*Short problem*: Locate every line in the entries below that contains the string "vegetation" and copy each of those lines. Matching is case-sensitive.

%%

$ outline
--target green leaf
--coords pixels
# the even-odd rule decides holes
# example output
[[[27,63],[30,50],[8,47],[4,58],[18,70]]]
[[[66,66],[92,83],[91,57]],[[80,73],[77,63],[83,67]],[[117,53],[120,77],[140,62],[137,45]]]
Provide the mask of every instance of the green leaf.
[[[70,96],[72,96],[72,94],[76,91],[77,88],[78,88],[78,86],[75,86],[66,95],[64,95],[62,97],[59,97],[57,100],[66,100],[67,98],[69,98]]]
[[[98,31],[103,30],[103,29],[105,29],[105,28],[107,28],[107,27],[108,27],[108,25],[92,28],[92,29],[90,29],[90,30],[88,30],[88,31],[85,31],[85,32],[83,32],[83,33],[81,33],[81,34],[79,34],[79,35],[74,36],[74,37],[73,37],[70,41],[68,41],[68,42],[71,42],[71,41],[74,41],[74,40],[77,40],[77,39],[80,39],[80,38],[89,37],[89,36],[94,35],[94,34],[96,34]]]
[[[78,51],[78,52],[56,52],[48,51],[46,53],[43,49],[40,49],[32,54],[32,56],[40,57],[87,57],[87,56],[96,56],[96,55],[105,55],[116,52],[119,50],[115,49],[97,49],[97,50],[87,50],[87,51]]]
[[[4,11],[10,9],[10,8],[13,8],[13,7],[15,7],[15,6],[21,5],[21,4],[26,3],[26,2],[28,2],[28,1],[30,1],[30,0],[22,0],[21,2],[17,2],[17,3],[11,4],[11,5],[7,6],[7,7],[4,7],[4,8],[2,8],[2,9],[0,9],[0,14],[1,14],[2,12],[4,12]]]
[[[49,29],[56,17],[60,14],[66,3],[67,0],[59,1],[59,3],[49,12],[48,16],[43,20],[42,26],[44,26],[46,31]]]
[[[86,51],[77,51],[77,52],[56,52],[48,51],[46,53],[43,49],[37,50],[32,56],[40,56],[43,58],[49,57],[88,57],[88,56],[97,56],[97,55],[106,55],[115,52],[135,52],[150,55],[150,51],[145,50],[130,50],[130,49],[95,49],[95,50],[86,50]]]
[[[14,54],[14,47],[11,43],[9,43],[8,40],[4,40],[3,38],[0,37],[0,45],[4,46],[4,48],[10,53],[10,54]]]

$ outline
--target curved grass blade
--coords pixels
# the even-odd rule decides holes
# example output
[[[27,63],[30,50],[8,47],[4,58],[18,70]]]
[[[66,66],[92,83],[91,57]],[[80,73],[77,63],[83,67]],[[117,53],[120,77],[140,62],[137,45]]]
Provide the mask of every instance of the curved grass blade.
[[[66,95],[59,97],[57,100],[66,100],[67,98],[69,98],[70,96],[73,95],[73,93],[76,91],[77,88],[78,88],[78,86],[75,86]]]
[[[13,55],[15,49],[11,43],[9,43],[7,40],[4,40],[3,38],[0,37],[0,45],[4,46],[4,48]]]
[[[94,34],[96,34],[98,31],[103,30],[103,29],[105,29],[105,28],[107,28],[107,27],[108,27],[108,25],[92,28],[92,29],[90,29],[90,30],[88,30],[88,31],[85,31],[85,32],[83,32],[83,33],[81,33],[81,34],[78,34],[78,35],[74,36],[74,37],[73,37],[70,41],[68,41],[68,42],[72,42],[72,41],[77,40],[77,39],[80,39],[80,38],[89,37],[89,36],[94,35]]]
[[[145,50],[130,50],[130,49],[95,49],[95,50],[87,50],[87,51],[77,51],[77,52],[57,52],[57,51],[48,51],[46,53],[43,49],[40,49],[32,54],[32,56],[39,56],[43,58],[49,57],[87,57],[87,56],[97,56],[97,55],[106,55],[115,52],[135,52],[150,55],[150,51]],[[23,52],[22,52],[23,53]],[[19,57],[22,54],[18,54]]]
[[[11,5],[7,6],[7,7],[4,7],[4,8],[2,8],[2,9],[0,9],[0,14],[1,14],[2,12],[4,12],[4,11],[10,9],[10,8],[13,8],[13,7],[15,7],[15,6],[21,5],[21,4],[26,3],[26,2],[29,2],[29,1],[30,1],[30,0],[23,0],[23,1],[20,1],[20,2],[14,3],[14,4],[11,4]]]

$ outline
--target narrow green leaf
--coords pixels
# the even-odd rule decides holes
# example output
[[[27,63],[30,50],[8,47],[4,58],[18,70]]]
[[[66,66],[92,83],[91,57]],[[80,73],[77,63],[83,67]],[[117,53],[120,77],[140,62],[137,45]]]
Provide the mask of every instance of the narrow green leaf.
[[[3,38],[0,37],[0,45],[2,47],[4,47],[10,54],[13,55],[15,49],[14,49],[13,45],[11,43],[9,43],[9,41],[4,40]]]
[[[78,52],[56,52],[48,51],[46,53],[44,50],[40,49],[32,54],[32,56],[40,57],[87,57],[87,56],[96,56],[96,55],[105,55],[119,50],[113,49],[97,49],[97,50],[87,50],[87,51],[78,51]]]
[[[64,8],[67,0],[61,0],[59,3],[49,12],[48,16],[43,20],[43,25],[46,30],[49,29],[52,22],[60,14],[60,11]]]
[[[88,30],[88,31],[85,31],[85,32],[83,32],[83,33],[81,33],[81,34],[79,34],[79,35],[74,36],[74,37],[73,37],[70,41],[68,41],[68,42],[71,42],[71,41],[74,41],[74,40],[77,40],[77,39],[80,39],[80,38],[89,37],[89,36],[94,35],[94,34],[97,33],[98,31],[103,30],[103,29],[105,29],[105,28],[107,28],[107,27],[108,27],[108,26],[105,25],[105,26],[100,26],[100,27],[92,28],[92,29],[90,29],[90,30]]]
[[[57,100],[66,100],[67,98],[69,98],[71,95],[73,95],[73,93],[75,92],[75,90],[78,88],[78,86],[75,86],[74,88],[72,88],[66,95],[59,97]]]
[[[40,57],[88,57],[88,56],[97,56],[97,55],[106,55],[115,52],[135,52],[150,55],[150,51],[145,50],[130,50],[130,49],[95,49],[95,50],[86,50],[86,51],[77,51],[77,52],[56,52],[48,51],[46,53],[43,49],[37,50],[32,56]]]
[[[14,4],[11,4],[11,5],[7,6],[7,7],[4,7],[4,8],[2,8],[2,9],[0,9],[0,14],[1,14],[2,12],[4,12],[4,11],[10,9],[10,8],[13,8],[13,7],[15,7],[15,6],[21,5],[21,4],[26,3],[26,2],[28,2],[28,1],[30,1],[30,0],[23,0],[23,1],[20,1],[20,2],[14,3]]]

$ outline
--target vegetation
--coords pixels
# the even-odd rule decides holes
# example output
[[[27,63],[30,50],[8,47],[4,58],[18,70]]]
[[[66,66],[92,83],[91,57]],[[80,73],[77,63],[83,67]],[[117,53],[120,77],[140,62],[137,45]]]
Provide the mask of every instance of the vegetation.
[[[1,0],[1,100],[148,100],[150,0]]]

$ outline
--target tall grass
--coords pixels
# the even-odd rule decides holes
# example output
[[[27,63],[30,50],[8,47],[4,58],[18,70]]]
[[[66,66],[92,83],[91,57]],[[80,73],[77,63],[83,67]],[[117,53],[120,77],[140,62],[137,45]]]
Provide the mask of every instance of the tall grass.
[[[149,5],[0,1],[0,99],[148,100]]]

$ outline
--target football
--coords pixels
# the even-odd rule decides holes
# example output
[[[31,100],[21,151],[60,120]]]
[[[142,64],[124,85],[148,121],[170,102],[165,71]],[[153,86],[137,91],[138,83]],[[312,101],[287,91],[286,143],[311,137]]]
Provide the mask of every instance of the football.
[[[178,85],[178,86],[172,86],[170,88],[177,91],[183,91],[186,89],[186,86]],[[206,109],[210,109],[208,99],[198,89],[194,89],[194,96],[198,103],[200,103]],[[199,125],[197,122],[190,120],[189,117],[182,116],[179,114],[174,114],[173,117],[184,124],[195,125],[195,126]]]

%%

*Answer*:
--target vegetation
Provide the mask of every instance of the vegetation.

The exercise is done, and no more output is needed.